PROVIDED ENTRIES -

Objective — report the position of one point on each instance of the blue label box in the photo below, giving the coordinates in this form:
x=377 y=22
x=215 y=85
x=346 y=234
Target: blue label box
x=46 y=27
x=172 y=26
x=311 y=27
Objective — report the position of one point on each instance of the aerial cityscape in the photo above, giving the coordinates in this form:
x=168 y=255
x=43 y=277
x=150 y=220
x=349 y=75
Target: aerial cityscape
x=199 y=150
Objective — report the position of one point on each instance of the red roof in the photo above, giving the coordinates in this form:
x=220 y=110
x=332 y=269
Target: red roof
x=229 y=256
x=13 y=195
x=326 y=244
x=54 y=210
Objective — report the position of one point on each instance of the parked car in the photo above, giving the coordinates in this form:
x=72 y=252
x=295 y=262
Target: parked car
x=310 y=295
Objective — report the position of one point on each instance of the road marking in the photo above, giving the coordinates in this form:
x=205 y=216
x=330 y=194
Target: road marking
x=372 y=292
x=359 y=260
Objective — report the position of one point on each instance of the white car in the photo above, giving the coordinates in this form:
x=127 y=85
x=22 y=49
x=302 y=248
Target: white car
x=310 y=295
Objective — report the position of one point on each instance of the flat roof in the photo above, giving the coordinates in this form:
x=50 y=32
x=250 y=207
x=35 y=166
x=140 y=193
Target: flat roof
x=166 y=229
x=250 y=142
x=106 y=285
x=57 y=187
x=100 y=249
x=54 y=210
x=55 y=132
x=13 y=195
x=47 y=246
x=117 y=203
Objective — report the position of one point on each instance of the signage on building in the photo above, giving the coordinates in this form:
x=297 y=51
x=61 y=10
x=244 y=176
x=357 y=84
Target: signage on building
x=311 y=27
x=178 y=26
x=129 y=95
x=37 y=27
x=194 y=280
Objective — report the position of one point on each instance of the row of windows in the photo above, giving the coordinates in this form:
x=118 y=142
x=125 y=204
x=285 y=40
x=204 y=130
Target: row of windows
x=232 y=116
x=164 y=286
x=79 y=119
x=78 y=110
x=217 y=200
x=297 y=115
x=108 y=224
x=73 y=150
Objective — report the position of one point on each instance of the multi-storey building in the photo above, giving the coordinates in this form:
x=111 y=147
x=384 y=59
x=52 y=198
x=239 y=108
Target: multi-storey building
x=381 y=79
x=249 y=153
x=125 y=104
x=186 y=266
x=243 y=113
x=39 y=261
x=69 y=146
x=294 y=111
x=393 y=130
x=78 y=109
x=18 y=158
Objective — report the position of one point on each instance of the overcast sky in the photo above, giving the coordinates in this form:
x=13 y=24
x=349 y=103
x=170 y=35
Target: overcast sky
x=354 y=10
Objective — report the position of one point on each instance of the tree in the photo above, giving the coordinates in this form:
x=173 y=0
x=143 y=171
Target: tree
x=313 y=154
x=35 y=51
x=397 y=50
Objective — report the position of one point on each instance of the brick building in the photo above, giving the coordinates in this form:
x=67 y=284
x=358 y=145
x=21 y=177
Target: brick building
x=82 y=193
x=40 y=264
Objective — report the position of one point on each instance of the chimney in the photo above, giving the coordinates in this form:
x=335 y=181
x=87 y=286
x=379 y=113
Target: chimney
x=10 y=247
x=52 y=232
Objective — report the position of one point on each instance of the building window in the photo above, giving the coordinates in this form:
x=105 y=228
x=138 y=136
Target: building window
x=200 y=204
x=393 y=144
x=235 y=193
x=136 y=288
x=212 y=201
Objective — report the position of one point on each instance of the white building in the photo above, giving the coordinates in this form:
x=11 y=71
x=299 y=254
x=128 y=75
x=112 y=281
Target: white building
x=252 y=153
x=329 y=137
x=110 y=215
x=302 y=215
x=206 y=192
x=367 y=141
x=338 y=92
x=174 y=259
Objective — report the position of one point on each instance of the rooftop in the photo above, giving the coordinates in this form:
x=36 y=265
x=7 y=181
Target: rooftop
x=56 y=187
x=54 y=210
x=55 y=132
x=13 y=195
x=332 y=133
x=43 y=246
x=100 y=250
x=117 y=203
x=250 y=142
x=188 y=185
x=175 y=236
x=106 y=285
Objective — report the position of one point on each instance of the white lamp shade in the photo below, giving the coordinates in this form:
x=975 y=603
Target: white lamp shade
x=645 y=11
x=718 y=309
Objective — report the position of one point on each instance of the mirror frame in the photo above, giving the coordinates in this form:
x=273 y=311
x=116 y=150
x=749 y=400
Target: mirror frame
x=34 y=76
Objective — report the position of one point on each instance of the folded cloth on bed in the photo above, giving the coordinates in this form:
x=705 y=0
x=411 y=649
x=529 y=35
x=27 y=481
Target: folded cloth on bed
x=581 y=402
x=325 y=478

YOUR TASK -
Reproduce the data. Keep it exact.

YOUR SOLUTION -
Objective — report the position of one point on each instance of the blue label box in the photo below, giving the coordinates in this form:
x=377 y=22
x=215 y=85
x=346 y=234
Target: blue label box
x=46 y=27
x=172 y=26
x=311 y=27
Objective — report the position of one point on each instance of the aerial cityscape in the photo above, giving the coordinates in this form:
x=168 y=255
x=43 y=277
x=150 y=220
x=349 y=75
Target: aerial cityscape
x=199 y=150
Objective — report the position of one point on each instance of the red roof in the photo above, giving the coordinates in this form:
x=220 y=110
x=332 y=269
Target: red roof
x=229 y=256
x=13 y=195
x=326 y=244
x=54 y=210
Objective — report the position of one point on each instance of the parked car in the photo above, giving the coordinates in this form:
x=72 y=252
x=295 y=262
Target: parked car
x=310 y=295
Objective — report the position of one point on each instance of the road marking in the photo above, giving the coordinates in this form:
x=205 y=216
x=330 y=194
Target: road marking
x=372 y=292
x=359 y=260
Objective — report the position of one point on each instance of the white car in the photo above, giving the coordinates in this form:
x=127 y=85
x=22 y=49
x=302 y=248
Target: white car
x=310 y=295
Objective — report the position of one point on each instance of the flat roof in the photo above, giving the coordinates in this form:
x=50 y=32
x=250 y=207
x=35 y=166
x=140 y=193
Target: flat roof
x=166 y=229
x=250 y=142
x=106 y=285
x=57 y=187
x=100 y=249
x=54 y=210
x=55 y=132
x=13 y=195
x=47 y=246
x=117 y=203
Objective — report the position of one point on each instance of the signage on building in the photo above, giving the coordinates in this form:
x=297 y=51
x=61 y=10
x=244 y=176
x=357 y=84
Target: signage on building
x=311 y=27
x=178 y=26
x=129 y=95
x=37 y=27
x=194 y=280
Objective — report the position of one point on each instance of the row of windows in the photo above, giving the coordinates in this form:
x=118 y=142
x=125 y=204
x=285 y=40
x=204 y=130
Target: row of windows
x=232 y=116
x=164 y=286
x=79 y=119
x=78 y=110
x=217 y=200
x=297 y=115
x=108 y=224
x=73 y=150
Objective — report the position of one point on each instance of the multi-storey building in the photo above, giving the coordinates in this form:
x=111 y=147
x=384 y=59
x=52 y=198
x=239 y=108
Target: multi-storey building
x=381 y=79
x=249 y=153
x=125 y=104
x=186 y=266
x=243 y=113
x=39 y=261
x=69 y=146
x=294 y=111
x=393 y=130
x=78 y=109
x=18 y=158
Objective — report the position of one point on each instance of the overcast sky in the photo above, giving the coordinates in this form:
x=13 y=24
x=349 y=103
x=170 y=35
Target: overcast sky
x=354 y=10
Objective — report the position of one point on each instance of the tree in the photo above, giving the coordinates in this form:
x=173 y=0
x=143 y=171
Target: tree
x=313 y=154
x=35 y=51
x=397 y=50
Objective — report the position of one point on each instance of the brick building in the photo above, giving the coordinates in this form:
x=67 y=284
x=358 y=145
x=21 y=177
Target: brick building
x=82 y=193
x=40 y=264
Objective — report the position of one point on each instance of the chimney in the photo above, giving the coordinates in this form:
x=335 y=181
x=87 y=286
x=379 y=113
Target: chimney
x=10 y=247
x=52 y=232
Objective — report the position of one point on each instance of the building window in the photo above, giving the coordinates in this form:
x=105 y=228
x=138 y=136
Target: building window
x=200 y=204
x=393 y=144
x=235 y=193
x=136 y=288
x=212 y=201
Objective — report the position of one point on each instance of the white building in the photo above, giving the coordinates in this form:
x=11 y=71
x=299 y=254
x=128 y=75
x=112 y=281
Target: white building
x=252 y=153
x=329 y=137
x=110 y=215
x=302 y=215
x=206 y=192
x=367 y=141
x=338 y=92
x=174 y=259
Objective — report the position of one point on each instance of the rooftop in the photo above, giving the coordinates in this form:
x=36 y=265
x=7 y=181
Target: rooftop
x=56 y=187
x=54 y=210
x=55 y=132
x=13 y=195
x=332 y=133
x=43 y=246
x=100 y=250
x=117 y=203
x=250 y=142
x=188 y=185
x=175 y=236
x=106 y=285
Objective — report the position of one point on each instance of the white lamp shade in the photo below, giving the coordinates in this form:
x=975 y=603
Target: white lamp shade
x=645 y=11
x=718 y=309
Objective — report the position of one point on each instance of the mirror frame in the photo above, giving the coordinates in this form:
x=273 y=311
x=116 y=150
x=749 y=400
Target: mirror frame
x=34 y=76
Objective — report the position of one point on each instance of the folded cloth on bed in the photo above, giving the coordinates in this form:
x=705 y=0
x=411 y=649
x=529 y=35
x=27 y=481
Target: folded cloth on bed
x=581 y=402
x=325 y=478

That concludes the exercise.